BEGIN
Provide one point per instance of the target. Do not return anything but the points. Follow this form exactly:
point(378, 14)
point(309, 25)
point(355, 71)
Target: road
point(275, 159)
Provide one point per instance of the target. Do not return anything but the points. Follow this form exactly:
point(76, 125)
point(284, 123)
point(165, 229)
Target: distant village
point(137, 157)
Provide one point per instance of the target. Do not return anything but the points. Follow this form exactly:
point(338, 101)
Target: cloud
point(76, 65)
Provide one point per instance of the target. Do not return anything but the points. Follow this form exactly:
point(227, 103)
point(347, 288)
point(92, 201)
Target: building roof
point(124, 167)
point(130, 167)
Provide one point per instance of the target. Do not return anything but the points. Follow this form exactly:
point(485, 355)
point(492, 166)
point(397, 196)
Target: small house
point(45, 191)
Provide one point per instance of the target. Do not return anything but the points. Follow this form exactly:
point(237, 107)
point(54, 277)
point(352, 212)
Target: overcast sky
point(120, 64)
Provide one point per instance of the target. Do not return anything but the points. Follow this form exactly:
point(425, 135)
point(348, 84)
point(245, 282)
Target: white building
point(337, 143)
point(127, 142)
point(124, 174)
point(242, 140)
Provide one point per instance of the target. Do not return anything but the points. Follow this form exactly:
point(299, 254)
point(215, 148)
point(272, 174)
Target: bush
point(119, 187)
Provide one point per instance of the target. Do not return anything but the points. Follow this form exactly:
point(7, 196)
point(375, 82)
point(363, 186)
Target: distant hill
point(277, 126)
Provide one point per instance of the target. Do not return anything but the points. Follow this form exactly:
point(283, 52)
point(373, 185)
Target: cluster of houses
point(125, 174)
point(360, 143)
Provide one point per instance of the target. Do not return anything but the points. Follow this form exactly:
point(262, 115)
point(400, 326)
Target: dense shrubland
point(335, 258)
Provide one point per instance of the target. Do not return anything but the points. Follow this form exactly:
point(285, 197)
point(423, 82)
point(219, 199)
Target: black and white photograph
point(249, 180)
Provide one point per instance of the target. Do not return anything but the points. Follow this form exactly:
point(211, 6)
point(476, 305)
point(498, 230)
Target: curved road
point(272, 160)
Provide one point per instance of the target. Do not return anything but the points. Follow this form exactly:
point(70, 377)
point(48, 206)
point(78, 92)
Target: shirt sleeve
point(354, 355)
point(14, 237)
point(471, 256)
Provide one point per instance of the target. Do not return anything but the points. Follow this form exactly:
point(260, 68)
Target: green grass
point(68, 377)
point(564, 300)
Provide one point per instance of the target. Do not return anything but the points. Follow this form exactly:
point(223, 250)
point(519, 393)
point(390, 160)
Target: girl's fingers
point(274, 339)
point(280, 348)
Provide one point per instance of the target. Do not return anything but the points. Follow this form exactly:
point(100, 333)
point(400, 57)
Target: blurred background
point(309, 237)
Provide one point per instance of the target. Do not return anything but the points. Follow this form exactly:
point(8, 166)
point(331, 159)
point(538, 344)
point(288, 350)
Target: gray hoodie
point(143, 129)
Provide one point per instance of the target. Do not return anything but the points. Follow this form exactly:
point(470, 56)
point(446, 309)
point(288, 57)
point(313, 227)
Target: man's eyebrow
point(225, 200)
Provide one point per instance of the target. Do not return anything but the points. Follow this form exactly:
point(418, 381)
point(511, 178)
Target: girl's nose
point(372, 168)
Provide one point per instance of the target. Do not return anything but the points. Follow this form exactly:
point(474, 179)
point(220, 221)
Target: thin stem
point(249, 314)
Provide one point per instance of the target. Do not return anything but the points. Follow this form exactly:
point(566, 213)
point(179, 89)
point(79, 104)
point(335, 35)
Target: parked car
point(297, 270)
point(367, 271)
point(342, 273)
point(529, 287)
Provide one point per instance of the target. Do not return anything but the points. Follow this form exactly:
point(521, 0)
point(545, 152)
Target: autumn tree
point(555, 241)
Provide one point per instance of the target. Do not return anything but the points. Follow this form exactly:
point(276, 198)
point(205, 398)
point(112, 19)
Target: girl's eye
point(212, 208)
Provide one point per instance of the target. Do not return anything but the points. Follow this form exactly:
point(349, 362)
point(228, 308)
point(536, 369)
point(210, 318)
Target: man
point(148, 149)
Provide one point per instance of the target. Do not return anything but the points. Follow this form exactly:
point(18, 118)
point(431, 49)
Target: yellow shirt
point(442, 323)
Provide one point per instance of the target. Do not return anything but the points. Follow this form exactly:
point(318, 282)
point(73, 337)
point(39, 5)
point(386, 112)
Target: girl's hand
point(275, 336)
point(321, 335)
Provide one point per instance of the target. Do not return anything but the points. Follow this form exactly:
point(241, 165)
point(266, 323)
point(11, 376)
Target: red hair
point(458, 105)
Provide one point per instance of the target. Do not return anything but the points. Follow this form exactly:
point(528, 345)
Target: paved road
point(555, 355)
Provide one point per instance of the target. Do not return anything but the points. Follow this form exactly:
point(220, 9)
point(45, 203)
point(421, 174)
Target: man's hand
END
Restate the records, all of them, precisely as written.

_Written response_:
Provide one point per instance of the target. Do not return anything but the points. Follow this form exactly:
point(378, 14)
point(309, 25)
point(355, 71)
Target: road
point(275, 159)
Provide one point per instance of the target. Do not return anything but the points. Follow this form exactly:
point(76, 125)
point(284, 123)
point(165, 229)
Target: distant village
point(137, 157)
Provide one point per instance of the target. Do not return anything but the points. Follow this form exactly:
point(338, 101)
Target: cloud
point(76, 65)
Provide one point per instance of the target. Do not return anything but the points. Follow this form exactly:
point(227, 103)
point(347, 288)
point(92, 201)
Target: building roof
point(124, 167)
point(130, 167)
Provide one point per instance of the target. Do not return anything but the points. Follow this form exactly:
point(485, 355)
point(492, 166)
point(397, 196)
Target: small house
point(45, 191)
Provide one point per instance of the target. Do not return anything but the points. Follow this form exactly:
point(237, 107)
point(54, 277)
point(352, 212)
Target: overcast sky
point(120, 64)
Provide one point per instance of the target. Do not return anything but the points. Follow this form exactly:
point(425, 135)
point(348, 84)
point(245, 282)
Target: white building
point(337, 143)
point(127, 142)
point(124, 174)
point(242, 140)
Provide one point per instance of the target. Do not return anything but the points. Follow this form exactly:
point(299, 254)
point(215, 148)
point(272, 174)
Target: bush
point(119, 187)
Provide one point per instance of the target. Do not return anything but the points. Follow this form exactly:
point(7, 196)
point(375, 82)
point(363, 186)
Target: distant hill
point(277, 126)
Provide one point per instance of the target. Do not return anything but the points. Follow this form exactly:
point(283, 52)
point(373, 185)
Target: cluster of houses
point(125, 174)
point(360, 143)
Provide one point per instance of the target. Do not return anything but the points. Follow this form exactly:
point(262, 115)
point(400, 326)
Target: dense shrubland
point(335, 258)
Provide one point per instance of the target. Do not return anything but the points. Follow this form exactly:
point(285, 197)
point(423, 82)
point(219, 199)
Target: black and white photograph
point(249, 180)
Provide one point per instance of the target. Do not return anything but the points. Follow this form exactly:
point(211, 6)
point(476, 305)
point(498, 230)
Target: curved road
point(272, 160)
Provide one point per instance of the target. Do not return anything but the points. Follow this form exactly:
point(70, 377)
point(48, 206)
point(78, 92)
Target: shirt sleeve
point(354, 355)
point(14, 237)
point(471, 256)
Provide one point per instance of the target. Do not return anything but the points. Follow this form exactly:
point(260, 68)
Target: green grass
point(68, 377)
point(564, 300)
Provide one point per instance of the target. Do not return anything but the points. Follow this form exactly:
point(223, 250)
point(519, 393)
point(390, 160)
Target: girl's fingers
point(274, 339)
point(280, 348)
Provide one point per instance of the target. Do not return anything but the points. Follow this form exactly:
point(100, 333)
point(400, 57)
Target: blurred background
point(309, 237)
Provide one point per instance of the target. Do not return anything but the points. Follow this form exactly:
point(8, 166)
point(331, 159)
point(538, 344)
point(288, 350)
Target: gray hoodie
point(143, 129)
Provide one point per instance of the target. Do not return anything but the points. Follow this form exactly:
point(470, 56)
point(446, 309)
point(288, 57)
point(313, 227)
Target: man's eyebrow
point(225, 200)
Provide one point per instance of the target. Do not return anything but the points. Follow this form exactly:
point(418, 381)
point(511, 178)
Target: girl's nose
point(372, 168)
Provide one point per instance of the target. Do not return anything but the points. Follow this form exactly:
point(474, 179)
point(220, 221)
Target: thin stem
point(249, 314)
Provide one point per instance of the target. Do not return anything but the points. Follow this form exactly:
point(566, 213)
point(179, 89)
point(79, 104)
point(335, 35)
Target: parked car
point(297, 270)
point(367, 271)
point(342, 273)
point(529, 287)
Provide one point per instance of the target. Do not return anything but the points. Follow this form exactly:
point(521, 0)
point(545, 152)
Target: autumn tree
point(555, 241)
Provide one point per instance of the target. Do not return anything but the points. Follow this form exactly:
point(276, 198)
point(205, 398)
point(112, 19)
Target: girl's eye
point(212, 208)
Provide one point per instance of the target. Do not return anything but the points. Follow this form exactly:
point(349, 362)
point(228, 308)
point(536, 369)
point(210, 318)
Target: man
point(148, 149)
Provide one point per instance of the target. Do not return anything but the points. Follow this form exactly:
point(18, 118)
point(431, 49)
Target: yellow shirt
point(442, 323)
Provide one point per instance of the target. Do not return anything but the points. Follow this form exactly:
point(318, 282)
point(73, 337)
point(39, 5)
point(386, 112)
Target: girl's hand
point(275, 336)
point(321, 335)
Provide one point per instance of the target. Do not return anything but the points. Follow this form exactly:
point(241, 165)
point(266, 323)
point(11, 376)
Target: red hair
point(458, 105)
Provide one point per instance of the target. Do not return anything but the points. Follow this form exactly:
point(528, 345)
Target: paved road
point(555, 355)
Provide one point per instance of the target. Do not return anything but the points. Follow this form exactly:
point(220, 9)
point(45, 203)
point(421, 174)
Target: man's hand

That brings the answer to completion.